Start Extract to read

1. Field of the Invention
This invention relates generally to multipoint conferencing, for example, multipoint videoconferencing between multiple participants. More particularly, the invention relates to multipoint videoconferencing in which the computer processing used to implement various conferencing functions is distributed among the conferencing terminals used by the conference participants.
2. Description of the Related Art
As the result of continuous advances in technology, videoconferencing is becoming an increasingly popular means of communication. The development and standardization of advanced coding/decoding and compression/decompression schemes has facilitated the communication of ever larger amounts of information over communications links of limited capacity. Technological advances in the communication links themselves and increases in the sheer number of links have further increased the effective number of communications links that are available to carry videoconferencing information. Advances in the basic components used in videoconferencing systems, such as computers, cameras, video displays, audio speakers and microphones, have resulted in the availability of better quality components at lower prices.
These advances translate to more powerful videoconferencing systems available at lower prices. Video and audio quality has improved, as has the capability to combine the basic videoconferencing functionality with other functionalities, such as presentation software, desktop publishing applications, and networking. As a result, videoconferencing systems have progressed from being expensive novelty systems, which were used infrequently, to moderately priced systems which were more often used but still located in a dedicated facility shared by many users, to relatively inexpensive systems, which one day may be as ubiquitous as the telephone is today.
Current videoconferencing systems may be operated in a point-to-point mode between users of videoconferencing terminals or may include a number of clients connected to each other by a centralized multipoint control unit (MCU). The clients are the local systems used by the participants in the videoconference. Much, if not all, of the videoconferencing functionality is typically implemented by the MCU. As a result, the MCU is often a complex and expensive piece of equipment. For example, current MCU""s may implement half of the signal processing and all of the decision making required to implement a videoconference. The MCU may be required to decode audio signals received from each client, mix the received audio signals together to generate appropriate audio signals to be transmitted to each client, and then re-encode and retransmit the appropriate mixed signal to each client. The MCU may perform analogous functions on the video signals generated by each client. Furthermore, the MCU typically also determines, according to some predefined method, which video signals (or which combinations of video signals) should be sent to which clients. As the number of clients increases, the functions required of the MCU increase correspondingly, quickly making the MCU prohibitively complex and expensive.

End Extract to read

_Exercise set_:
- a) From the videoconferencing passage, reproduce word for word the stretch that begins with the words containing "These advances translate" and ends with "telephone is today.".
- b) Extend the videoconferencing passage, picking up right after its final sentence.

Start Data provided

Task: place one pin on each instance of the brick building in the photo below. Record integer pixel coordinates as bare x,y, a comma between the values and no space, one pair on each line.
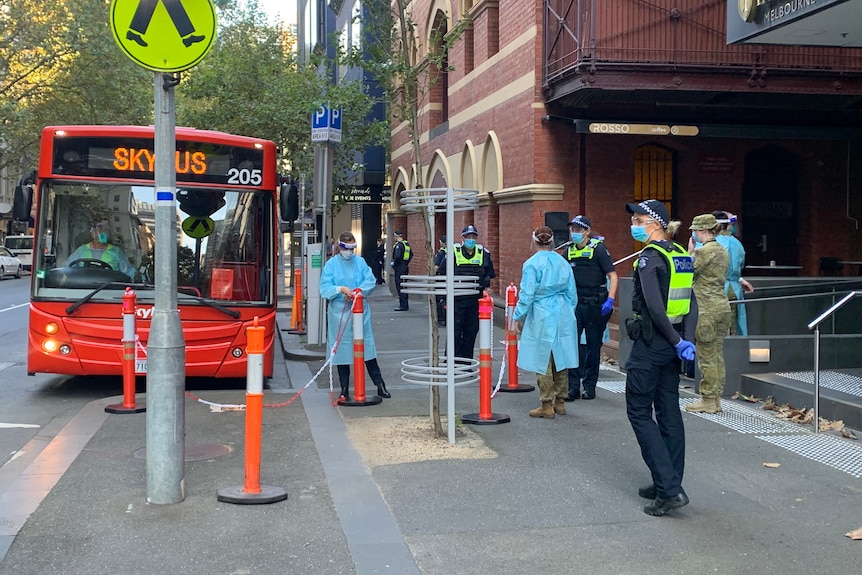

End Data provided

_Answers in order_:
- a)
These advances translate to more powerful videoconferencing systems available at lower prices. Video and audio quality has improved, as has the capability to combine the basic videoconferencing functionality with other functionalities, such as presentation software, desktop publishing applications, and networking. As a result, videoconferencing systems have progressed from being expensive novelty systems, which were used infrequently, to moderately priced systems which were more often used but still located in a dedicated facility shared by many users, to relatively inexpensive systems, which one day may be as ubiquitous as the telephone is today.

- b)
Note that in the above scenario, the audio signals and possibly also video signals experience both tandem encoding and multisource encoding, each of which reduces the quality of the signals. Tandem encoding means that a signal has been repeatedly and sequentially encoded and decoded. Here, the source client encodes its audio signal, which is decoded and mixed by the MCU. The MCU then encodes the mixed signal (i.e., tandem encoding), which is decoded by the destination client. Since the encoding algorithms used typically are lossy (i.e., the recovered signal is not a perfect replica of the original signal), each time a signal is encoded and decoded the quality of the signal decreases. Tandem encoding introduces significant delay and impairs natural communication. Multisource encoding of the audio signal is the encoding of an audio signal produced by more than one source (i.e., a mixed signal). Because the encoding algorithms typically are optimized for single source signals, encoding a signal from more than one source also results in a lower quality signal.
If the MCU is also responsible for determining which signals are to be mixed and sent to which clients, it typically must receive audio and video signals from all of the clients and then determine what to do with these signals. For example, with respect to video which is transmitted in packets, the MCU is continuously receiving video packets. Once the MCU has received these video packets, it must determine which of these video packets to forward to destination clients. This determination in its own right may be computationally intensive. The video packets that are not mixed or forwarded are simply discarded by the MCU and need not have been transmitted to the MCU in the first place. The transmission of video packets not required by the MCU creates unnecessary traffic on the network, thus wasting valuable bandwidth and unnecessary encoding work in the sending client.
Another approach to videoconferencing is to have each client indiscriminately broadcast its audio and video signals to all other clients. Because each signal goes directly to all other clients without any intermediate decoding, mixing or re-encoding, this method eliminates the need for tandem encoding and multisource encoding. However, continuously encoding, sending, receiving, and decoding video and audio signals from all clients to all other clients taxes both the network and the clients, particularly as the number of clients increases.
In view of the foregoing discussion, there is a need for a videoconferencing system that reduces or eliminates the cost of the MCU function. There is also a need for a videoconferencing system that does not require tandem encoding and/or multi-source encoding. There is a further need for a videoconferencing system that does not indiscriminately send video packets, but rather sends video packets only (or preferably) when they are to be received and utilized by other clients. There is also a need for a videoconferencing system that can accommodate an increased numbers of clients on a given network.
The present invention comprises a videoconferencing system, method and apparatus that may take advantage of distributed processing techniques. In a preferred embodiment, the system includes two or more apparatus connected via a network in order to transfer video and audio signals. A sending client can apply various internal and/or external factors to a decision algorithm. Based on this algorithm, the sender decides whether to generate and send video and/or audio signals. Because the decision to send signals is made locally at the sender, all signals generated and sent, preferably, will be received and utilized by at least one receiving client. Each sender encodes the signal it generates before it sends the signal. This signal is then decoded at the receiver, preferably without any intermediate decoding or encoding.
Each sending client may include multiple decoders and memory modules such that the client can store a copy of the signals sent to each receiver. As a result, the sending client can compare the current image with the immediately preceding image that was sent to any particular receiving client. If there was no change, then no new image need be sent; otherwise only a difference signal is sent, thus increasing the overall efficiency of the videoconferencing system.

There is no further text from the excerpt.